Write every line of the data items below as a JSON list of strings, one string per line, leaving out blank lines.

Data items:
****************

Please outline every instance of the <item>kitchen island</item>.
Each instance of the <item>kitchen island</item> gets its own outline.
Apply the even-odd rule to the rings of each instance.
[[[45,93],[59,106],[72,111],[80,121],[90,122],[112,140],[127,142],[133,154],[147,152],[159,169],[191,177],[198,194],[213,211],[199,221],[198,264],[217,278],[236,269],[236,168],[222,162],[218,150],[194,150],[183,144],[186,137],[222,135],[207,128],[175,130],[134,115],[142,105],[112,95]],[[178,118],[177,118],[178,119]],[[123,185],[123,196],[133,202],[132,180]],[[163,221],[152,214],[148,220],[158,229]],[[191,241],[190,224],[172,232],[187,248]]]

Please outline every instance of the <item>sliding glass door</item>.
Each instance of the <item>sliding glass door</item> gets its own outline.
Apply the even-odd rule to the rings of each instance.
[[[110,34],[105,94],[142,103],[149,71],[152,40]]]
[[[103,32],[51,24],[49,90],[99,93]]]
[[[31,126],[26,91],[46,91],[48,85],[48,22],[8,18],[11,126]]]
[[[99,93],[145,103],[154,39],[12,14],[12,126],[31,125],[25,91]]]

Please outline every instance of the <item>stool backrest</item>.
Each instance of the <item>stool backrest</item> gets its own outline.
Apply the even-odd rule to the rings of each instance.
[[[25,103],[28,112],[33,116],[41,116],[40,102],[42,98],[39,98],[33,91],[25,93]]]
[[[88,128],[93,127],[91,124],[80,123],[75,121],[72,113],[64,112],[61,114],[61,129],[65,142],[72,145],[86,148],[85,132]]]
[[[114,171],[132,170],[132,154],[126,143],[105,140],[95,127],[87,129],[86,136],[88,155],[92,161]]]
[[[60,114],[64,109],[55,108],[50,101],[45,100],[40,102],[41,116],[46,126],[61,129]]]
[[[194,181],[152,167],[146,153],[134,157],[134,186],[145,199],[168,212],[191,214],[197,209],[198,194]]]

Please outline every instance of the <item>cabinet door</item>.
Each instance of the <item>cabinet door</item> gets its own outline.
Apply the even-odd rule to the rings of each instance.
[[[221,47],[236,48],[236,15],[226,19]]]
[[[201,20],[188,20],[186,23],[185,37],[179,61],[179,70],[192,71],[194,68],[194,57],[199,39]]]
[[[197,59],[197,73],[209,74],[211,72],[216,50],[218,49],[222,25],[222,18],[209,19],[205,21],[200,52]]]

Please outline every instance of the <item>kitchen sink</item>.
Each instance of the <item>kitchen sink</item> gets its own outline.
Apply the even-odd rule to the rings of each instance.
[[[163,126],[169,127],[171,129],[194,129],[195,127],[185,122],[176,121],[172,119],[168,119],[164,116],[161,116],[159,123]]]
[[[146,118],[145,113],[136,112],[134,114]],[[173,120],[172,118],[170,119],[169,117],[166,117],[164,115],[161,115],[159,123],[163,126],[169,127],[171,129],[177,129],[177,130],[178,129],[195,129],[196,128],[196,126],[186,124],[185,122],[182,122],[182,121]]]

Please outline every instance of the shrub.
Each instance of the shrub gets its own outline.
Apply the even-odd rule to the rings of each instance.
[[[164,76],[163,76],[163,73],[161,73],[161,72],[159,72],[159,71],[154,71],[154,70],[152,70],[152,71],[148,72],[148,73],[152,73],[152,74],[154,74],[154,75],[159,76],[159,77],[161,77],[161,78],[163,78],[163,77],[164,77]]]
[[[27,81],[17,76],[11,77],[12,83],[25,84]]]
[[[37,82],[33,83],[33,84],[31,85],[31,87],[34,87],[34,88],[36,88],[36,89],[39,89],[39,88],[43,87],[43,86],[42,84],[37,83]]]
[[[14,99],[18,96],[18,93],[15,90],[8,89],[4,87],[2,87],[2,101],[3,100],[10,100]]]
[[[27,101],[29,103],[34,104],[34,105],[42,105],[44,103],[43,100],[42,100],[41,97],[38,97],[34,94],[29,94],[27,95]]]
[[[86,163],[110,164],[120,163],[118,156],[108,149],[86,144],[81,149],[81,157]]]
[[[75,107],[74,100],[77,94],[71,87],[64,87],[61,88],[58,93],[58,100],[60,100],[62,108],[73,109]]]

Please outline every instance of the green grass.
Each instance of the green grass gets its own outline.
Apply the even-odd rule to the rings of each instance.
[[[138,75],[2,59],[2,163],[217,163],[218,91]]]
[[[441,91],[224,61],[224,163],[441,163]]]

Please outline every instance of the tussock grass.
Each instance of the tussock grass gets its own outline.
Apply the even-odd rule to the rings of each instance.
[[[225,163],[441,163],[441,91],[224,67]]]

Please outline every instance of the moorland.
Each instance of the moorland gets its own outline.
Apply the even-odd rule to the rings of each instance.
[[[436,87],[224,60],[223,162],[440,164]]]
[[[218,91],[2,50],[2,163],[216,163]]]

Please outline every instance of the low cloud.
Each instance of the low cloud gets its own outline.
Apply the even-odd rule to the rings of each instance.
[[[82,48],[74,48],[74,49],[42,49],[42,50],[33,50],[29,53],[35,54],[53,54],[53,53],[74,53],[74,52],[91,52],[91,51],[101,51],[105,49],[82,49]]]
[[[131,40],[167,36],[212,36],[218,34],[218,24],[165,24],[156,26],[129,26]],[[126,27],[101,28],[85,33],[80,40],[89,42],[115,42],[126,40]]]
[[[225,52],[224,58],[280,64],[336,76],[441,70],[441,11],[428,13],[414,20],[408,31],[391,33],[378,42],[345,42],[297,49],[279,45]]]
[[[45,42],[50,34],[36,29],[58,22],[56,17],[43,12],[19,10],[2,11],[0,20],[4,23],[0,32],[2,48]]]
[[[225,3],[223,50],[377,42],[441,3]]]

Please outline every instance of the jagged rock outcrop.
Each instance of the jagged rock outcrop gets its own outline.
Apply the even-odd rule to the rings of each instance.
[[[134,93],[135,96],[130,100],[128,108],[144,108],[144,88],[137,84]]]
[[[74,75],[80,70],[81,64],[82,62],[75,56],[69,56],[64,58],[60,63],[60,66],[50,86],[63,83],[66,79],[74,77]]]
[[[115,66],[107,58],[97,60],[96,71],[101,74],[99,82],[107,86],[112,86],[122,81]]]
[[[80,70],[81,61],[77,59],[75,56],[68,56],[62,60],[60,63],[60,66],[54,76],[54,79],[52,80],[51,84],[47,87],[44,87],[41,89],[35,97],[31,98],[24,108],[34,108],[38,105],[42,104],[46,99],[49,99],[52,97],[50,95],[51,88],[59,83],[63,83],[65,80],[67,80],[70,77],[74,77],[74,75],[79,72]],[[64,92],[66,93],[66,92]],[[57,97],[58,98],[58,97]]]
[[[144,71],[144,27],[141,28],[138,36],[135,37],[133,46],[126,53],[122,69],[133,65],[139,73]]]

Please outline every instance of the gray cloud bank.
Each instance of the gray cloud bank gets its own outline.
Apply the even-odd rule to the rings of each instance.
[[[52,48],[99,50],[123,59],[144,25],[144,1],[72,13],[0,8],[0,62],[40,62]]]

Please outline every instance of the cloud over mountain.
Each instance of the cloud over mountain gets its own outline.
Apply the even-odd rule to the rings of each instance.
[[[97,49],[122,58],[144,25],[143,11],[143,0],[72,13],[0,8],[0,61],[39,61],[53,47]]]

****************

* OUTPUT *
[
  "Please outline every instance of the <item>kitchen island</item>.",
  "Each instance of the <item>kitchen island</item> gets its own outline.",
  "Apply the even-odd rule to the rings of each instance.",
  "[[[45,93],[59,106],[72,111],[80,121],[90,122],[112,140],[127,142],[133,154],[147,152],[159,169],[191,177],[198,194],[213,211],[199,221],[198,264],[217,278],[236,269],[236,168],[222,162],[218,150],[194,150],[183,144],[186,137],[222,135],[207,128],[175,130],[134,115],[142,105],[112,95]],[[178,118],[177,118],[178,119]],[[123,185],[123,196],[133,202],[132,180]],[[163,221],[152,214],[148,220],[158,229]],[[191,241],[190,224],[172,232],[187,248]]]",
  "Please outline every instance of the <item>sliding glass door</item>.",
  "Each instance of the <item>sliding glass door</item> gets its own outline.",
  "Apply the even-odd rule to the rings of each instance.",
  "[[[110,34],[105,94],[142,103],[149,71],[152,40]]]",
  "[[[103,32],[51,24],[49,90],[99,93]]]",
  "[[[31,126],[26,91],[46,91],[48,85],[48,22],[8,18],[11,126]]]",
  "[[[99,93],[145,103],[154,39],[12,14],[12,126],[31,125],[25,91]]]",
  "Please outline every instance of the <item>stool backrest</item>.",
  "Each instance of the <item>stool backrest</item> gets its own outline.",
  "Apply the even-odd rule to the rings of each instance.",
  "[[[25,103],[28,112],[33,116],[41,116],[40,102],[42,98],[39,98],[33,91],[25,93]]]",
  "[[[88,128],[93,127],[91,124],[80,123],[75,121],[72,113],[64,112],[61,114],[61,129],[65,142],[72,145],[86,148],[85,132]]]",
  "[[[114,171],[132,170],[132,154],[126,143],[105,140],[95,127],[87,129],[86,136],[88,155],[92,161]]]",
  "[[[60,114],[64,109],[55,108],[50,101],[45,100],[40,102],[41,116],[46,126],[61,129]]]",
  "[[[194,181],[152,167],[146,153],[134,157],[134,186],[145,199],[168,212],[191,214],[197,209],[198,194]]]",
  "Please outline every instance of the <item>cabinet door</item>.",
  "Each instance of the <item>cabinet door</item> gets its own outline.",
  "Apply the even-odd rule to the rings of each instance.",
  "[[[221,47],[236,48],[236,15],[226,19]]]",
  "[[[201,20],[188,20],[186,23],[185,37],[179,61],[179,70],[192,71],[194,68],[194,57],[199,39]]]",
  "[[[197,59],[197,73],[209,74],[211,72],[216,50],[218,49],[222,25],[222,18],[209,19],[205,21],[200,52]]]",
  "Please outline every instance of the <item>kitchen sink</item>.",
  "Each instance of the <item>kitchen sink</item> gets its own outline.",
  "Apply the even-odd rule to the rings of each instance.",
  "[[[163,126],[169,127],[171,129],[194,129],[195,127],[185,122],[176,121],[172,119],[168,119],[164,116],[161,116],[159,123]]]",
  "[[[146,118],[145,113],[136,112],[134,114]],[[173,120],[172,118],[170,119],[169,117],[166,117],[164,115],[161,115],[159,123],[163,126],[169,127],[171,129],[177,129],[177,130],[178,129],[195,129],[196,128],[196,126],[186,124],[185,122],[182,122],[182,121]]]",
  "Please outline every instance of the shrub.",
  "Each instance of the shrub gets its own outline.",
  "Apply the even-odd rule to the rings of each instance.",
  "[[[164,76],[163,76],[163,73],[161,73],[161,72],[159,72],[159,71],[154,71],[154,70],[152,70],[152,71],[148,72],[148,73],[152,73],[152,74],[154,74],[154,75],[159,76],[159,77],[161,77],[161,78],[163,78],[163,77],[164,77]]]",
  "[[[27,81],[17,76],[11,77],[12,83],[25,84]]]",
  "[[[37,82],[33,83],[33,84],[31,85],[31,87],[34,87],[34,88],[36,88],[36,89],[39,89],[39,88],[43,87],[43,86],[42,84],[37,83]]]",
  "[[[14,99],[18,96],[18,93],[15,90],[8,89],[4,87],[2,87],[2,101],[3,100],[10,100]]]",
  "[[[27,101],[29,103],[34,104],[34,105],[42,105],[44,103],[43,100],[42,100],[41,97],[38,97],[34,94],[29,94],[27,95]]]",
  "[[[86,163],[110,164],[120,163],[118,156],[108,149],[86,144],[81,149],[81,157]]]",
  "[[[75,107],[74,100],[77,94],[71,87],[64,87],[61,88],[58,93],[58,100],[60,100],[62,108],[73,109]]]",
  "Please outline every instance of the green grass.",
  "Each instance of the green grass gets its own outline.",
  "Apply the even-odd rule to the rings of each instance.",
  "[[[138,75],[2,59],[2,163],[217,163],[218,91]]]",
  "[[[441,91],[224,61],[224,163],[441,163]]]",
  "Please outline every instance of the tussock grass.",
  "Each instance of the tussock grass gets its own outline.",
  "Apply the even-odd rule to the rings of each instance.",
  "[[[225,163],[441,163],[441,91],[224,67]]]",
  "Please outline every instance of the moorland.",
  "Each instance of the moorland gets its own outline.",
  "Apply the even-odd rule to the rings of each instance.",
  "[[[436,87],[224,60],[223,162],[440,164]]]",
  "[[[218,91],[2,50],[2,163],[216,163]]]",
  "Please outline every instance of the low cloud.",
  "Each instance of the low cloud gets its own outline.",
  "Apply the even-odd rule to the rings of each instance.",
  "[[[82,48],[74,48],[74,49],[42,49],[42,50],[33,50],[29,53],[35,54],[53,54],[53,53],[74,53],[74,52],[91,52],[91,51],[101,51],[105,49],[82,49]]]",
  "[[[131,40],[167,36],[212,36],[218,34],[218,24],[165,24],[156,26],[129,26]],[[126,27],[101,28],[85,33],[80,40],[89,42],[115,42],[126,40]]]",
  "[[[225,52],[224,58],[280,64],[336,76],[441,70],[441,11],[428,13],[414,20],[408,31],[391,33],[378,42],[345,42],[297,49],[279,45]]]",
  "[[[45,42],[50,34],[36,29],[58,22],[56,17],[43,12],[19,10],[2,11],[0,20],[4,23],[0,32],[2,48]]]",
  "[[[225,3],[223,50],[377,42],[441,3]]]",
  "Please outline every instance of the jagged rock outcrop.",
  "Each instance of the jagged rock outcrop gets its own outline.",
  "Apply the even-odd rule to the rings of each instance.",
  "[[[134,93],[135,96],[130,100],[128,108],[144,108],[144,88],[137,84]]]",
  "[[[74,75],[80,70],[81,64],[82,62],[75,56],[69,56],[64,58],[60,63],[60,66],[50,86],[63,83],[66,79],[74,77]]]",
  "[[[115,66],[107,58],[97,60],[96,71],[101,74],[99,82],[107,86],[112,86],[122,81]]]",
  "[[[80,70],[81,61],[77,59],[75,56],[68,56],[62,60],[60,63],[60,66],[54,76],[54,79],[52,80],[51,84],[47,87],[44,87],[41,89],[35,97],[31,98],[24,108],[34,108],[38,105],[42,104],[46,99],[49,99],[52,97],[50,95],[51,88],[59,83],[63,83],[65,80],[67,80],[70,77],[74,77],[74,75],[79,72]],[[64,92],[66,93],[66,92]],[[57,97],[58,98],[58,97]]]",
  "[[[144,71],[144,27],[141,28],[138,36],[135,37],[133,46],[126,53],[122,69],[133,65],[139,73]]]",
  "Please outline every instance of the gray cloud bank.",
  "Each instance of the gray cloud bank gets its own outline.",
  "Apply the even-odd rule to the rings of each instance.",
  "[[[52,48],[99,50],[123,59],[144,25],[144,1],[72,13],[0,8],[0,62],[40,62]]]",
  "Please outline every instance of the cloud over mountain.",
  "Each instance of the cloud over mountain gets its own outline.",
  "Apply the even-odd rule to the rings of each instance.",
  "[[[97,49],[122,58],[144,25],[143,11],[143,0],[72,13],[0,8],[0,61],[39,61],[53,47]]]"
]